[EXERCISE DETAILS]: Check each line of the data below for the word "flag", then extract the ones that have it.

[PROVIDED INFORMATION]:
+-------+

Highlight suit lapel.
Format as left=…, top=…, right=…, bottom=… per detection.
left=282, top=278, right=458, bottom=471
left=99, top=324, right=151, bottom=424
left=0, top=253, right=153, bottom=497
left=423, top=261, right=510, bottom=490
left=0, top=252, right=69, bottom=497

+-------+

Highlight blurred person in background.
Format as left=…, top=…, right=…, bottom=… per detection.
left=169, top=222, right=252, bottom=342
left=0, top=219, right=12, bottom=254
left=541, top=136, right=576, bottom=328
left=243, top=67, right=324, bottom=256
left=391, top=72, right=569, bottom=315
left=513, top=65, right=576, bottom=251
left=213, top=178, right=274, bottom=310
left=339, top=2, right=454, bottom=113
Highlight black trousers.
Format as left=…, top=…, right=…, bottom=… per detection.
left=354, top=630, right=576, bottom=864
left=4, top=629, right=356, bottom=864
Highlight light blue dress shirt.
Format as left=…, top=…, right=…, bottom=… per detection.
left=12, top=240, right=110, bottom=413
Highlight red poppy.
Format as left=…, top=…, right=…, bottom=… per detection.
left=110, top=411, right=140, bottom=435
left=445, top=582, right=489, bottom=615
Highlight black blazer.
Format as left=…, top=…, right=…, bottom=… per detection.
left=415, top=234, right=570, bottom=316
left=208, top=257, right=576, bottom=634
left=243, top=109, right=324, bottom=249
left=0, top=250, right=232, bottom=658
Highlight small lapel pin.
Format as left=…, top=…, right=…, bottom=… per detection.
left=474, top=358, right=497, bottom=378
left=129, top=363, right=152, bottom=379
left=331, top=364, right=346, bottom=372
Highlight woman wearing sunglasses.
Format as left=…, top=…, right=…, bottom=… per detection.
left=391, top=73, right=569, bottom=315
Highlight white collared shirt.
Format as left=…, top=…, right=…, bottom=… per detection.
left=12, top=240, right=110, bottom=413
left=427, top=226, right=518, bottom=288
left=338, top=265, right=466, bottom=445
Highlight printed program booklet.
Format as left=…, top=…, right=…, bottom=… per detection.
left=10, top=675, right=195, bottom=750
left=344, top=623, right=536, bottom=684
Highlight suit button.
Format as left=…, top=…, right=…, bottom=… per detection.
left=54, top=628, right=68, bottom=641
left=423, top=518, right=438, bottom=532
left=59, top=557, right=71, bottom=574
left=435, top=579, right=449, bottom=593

+-------+

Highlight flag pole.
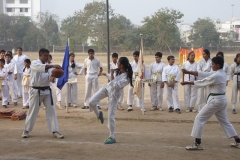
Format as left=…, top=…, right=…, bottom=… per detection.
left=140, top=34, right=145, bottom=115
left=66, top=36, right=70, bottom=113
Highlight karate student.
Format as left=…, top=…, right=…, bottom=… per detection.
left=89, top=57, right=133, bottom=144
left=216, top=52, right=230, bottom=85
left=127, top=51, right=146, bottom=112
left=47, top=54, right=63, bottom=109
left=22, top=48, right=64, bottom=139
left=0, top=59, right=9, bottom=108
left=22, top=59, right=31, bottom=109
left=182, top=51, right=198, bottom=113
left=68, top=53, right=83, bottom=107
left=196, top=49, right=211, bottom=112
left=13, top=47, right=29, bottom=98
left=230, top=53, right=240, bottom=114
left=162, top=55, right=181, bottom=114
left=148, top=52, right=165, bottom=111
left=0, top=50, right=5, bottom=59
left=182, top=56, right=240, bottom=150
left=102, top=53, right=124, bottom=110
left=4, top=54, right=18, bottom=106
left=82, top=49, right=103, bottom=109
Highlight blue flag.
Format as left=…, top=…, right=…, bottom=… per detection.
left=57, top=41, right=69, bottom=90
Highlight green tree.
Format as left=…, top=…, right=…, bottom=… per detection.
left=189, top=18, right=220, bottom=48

+-------+

[WRITTEN SOLUTION]:
Highlight flag pole.
Highlight blue flag.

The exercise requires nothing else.